Entries from a point annotation set:
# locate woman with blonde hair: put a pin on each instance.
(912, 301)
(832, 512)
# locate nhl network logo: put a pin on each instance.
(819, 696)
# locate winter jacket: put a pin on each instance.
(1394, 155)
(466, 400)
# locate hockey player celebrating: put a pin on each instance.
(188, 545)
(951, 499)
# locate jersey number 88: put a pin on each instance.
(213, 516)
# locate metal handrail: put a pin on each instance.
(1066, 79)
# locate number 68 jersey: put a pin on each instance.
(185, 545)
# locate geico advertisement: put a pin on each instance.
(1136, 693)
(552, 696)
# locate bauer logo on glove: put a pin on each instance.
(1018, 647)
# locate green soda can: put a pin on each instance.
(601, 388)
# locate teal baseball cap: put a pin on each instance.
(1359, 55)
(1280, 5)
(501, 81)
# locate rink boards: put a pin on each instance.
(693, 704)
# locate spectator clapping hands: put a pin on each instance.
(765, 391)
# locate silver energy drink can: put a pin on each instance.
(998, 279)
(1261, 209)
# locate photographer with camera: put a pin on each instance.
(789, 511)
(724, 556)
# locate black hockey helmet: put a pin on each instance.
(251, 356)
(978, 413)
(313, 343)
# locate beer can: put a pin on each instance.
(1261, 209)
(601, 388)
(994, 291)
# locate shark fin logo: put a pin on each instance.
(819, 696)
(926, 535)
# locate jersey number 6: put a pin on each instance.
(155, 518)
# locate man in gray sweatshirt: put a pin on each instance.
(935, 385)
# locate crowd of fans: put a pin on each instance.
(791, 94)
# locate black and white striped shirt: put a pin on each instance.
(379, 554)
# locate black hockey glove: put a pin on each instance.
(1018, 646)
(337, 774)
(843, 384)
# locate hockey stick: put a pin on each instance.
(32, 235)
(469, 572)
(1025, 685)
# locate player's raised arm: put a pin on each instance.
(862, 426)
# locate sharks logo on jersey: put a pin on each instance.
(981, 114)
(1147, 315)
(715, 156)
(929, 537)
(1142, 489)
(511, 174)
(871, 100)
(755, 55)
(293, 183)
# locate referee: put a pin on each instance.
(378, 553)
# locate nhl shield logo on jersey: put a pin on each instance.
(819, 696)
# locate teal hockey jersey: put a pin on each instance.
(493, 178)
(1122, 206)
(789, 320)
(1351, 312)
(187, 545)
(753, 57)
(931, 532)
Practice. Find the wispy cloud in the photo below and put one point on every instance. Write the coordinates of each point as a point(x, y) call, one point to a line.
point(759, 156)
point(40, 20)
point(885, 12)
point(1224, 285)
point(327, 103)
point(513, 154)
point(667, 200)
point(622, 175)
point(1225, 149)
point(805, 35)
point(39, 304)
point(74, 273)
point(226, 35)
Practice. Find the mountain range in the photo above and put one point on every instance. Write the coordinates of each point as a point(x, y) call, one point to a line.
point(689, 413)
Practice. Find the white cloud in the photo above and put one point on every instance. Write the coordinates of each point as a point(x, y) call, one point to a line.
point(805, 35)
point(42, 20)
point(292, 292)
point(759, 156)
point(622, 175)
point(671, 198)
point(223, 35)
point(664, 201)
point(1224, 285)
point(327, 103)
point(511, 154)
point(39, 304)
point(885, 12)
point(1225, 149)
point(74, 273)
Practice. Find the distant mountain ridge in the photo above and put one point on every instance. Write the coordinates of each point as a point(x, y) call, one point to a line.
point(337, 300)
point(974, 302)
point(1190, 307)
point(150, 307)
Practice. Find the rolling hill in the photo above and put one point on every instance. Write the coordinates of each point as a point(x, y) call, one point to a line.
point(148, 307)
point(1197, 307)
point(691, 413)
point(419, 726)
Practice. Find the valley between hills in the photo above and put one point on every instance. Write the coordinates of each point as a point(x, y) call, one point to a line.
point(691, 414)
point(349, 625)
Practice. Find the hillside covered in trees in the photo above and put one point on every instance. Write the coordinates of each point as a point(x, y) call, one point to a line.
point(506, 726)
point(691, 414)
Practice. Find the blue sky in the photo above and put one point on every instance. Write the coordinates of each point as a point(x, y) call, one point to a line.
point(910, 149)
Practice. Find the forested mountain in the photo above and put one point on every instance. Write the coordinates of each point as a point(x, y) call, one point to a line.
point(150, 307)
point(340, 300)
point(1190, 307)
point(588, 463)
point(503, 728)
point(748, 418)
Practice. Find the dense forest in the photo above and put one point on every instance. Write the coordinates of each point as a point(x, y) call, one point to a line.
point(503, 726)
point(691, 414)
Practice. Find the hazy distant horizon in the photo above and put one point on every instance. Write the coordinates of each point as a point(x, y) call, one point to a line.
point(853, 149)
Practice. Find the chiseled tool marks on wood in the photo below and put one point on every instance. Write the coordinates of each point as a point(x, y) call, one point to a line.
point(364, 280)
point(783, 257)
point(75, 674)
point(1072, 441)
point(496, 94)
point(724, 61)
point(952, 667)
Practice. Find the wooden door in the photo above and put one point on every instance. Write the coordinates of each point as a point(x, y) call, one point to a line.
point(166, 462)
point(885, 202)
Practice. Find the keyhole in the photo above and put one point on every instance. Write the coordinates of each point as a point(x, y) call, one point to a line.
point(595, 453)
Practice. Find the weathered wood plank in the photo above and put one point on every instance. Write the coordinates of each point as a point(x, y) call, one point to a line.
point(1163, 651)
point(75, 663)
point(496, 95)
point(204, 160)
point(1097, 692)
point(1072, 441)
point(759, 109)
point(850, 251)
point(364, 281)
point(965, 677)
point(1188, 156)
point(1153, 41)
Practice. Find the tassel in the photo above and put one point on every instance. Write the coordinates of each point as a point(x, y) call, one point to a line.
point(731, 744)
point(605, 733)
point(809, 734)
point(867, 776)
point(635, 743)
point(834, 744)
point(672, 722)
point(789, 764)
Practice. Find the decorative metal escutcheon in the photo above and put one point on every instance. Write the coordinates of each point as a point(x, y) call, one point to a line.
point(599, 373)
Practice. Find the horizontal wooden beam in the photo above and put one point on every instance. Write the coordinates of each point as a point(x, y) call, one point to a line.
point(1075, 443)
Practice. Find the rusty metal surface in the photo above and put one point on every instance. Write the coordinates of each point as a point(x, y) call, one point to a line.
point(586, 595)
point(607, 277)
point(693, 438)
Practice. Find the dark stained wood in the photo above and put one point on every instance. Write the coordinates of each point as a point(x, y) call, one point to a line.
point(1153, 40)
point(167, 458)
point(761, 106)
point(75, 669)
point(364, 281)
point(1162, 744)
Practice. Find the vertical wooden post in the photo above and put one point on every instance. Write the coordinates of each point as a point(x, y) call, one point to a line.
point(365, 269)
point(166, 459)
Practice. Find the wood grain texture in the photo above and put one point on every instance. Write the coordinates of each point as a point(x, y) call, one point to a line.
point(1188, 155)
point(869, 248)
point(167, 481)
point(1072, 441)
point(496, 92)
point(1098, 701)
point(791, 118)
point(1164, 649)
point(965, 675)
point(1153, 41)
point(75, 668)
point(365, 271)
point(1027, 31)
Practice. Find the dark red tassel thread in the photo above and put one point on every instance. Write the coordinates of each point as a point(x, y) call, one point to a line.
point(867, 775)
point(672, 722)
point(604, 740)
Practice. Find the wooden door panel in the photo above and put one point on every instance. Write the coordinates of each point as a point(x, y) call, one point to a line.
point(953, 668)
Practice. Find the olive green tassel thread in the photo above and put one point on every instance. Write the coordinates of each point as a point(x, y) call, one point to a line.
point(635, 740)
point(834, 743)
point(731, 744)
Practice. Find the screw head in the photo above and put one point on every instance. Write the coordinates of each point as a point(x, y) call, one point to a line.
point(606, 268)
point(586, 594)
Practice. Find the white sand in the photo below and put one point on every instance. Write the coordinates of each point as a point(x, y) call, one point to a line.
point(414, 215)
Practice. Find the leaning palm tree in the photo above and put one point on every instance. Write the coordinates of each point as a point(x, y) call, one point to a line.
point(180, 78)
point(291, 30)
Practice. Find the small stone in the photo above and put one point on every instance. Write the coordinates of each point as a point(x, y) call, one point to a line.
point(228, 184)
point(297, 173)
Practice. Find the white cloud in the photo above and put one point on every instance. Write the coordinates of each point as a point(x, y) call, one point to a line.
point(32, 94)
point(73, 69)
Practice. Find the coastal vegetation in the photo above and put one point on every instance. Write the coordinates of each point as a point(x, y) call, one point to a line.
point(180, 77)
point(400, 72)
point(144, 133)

Stated problem –
Could you quote, exactly as they appear, the line containing "Practice. Find the screw" and every line after it to the end of the records above?

Response to this exercise –
Practice. Find the screw head in the photo above and put one point on every instance. Write the coordinates of each point as a point(x, y) call, one point to a line.
point(606, 268)
point(586, 594)
Practice. Find the white sand in the photo below and put one point on every instance. Write the coordinates of each point as a point(x, y) call, one point to a line.
point(414, 215)
Practice. Find the leaning palm tree in the photo above and put one point on every instance. Write the coordinates of each point as a point(x, y) call, one point to a line.
point(180, 78)
point(291, 30)
Practice. Find the small stone in the photo above and put one point on every instance. Write the coordinates of each point as a point(x, y) call, one point to a line.
point(228, 184)
point(297, 173)
Practice. Find the white cloud in the photo above and put one point on every instance. Write the coordinates of each point as a point(x, y) call, one point to a line.
point(32, 94)
point(73, 69)
Practice. Find the coastal vegetation in the photo above and put one point on every instance. Write the coordinates of each point as a point(x, y) call, one point to a line.
point(180, 77)
point(400, 72)
point(144, 133)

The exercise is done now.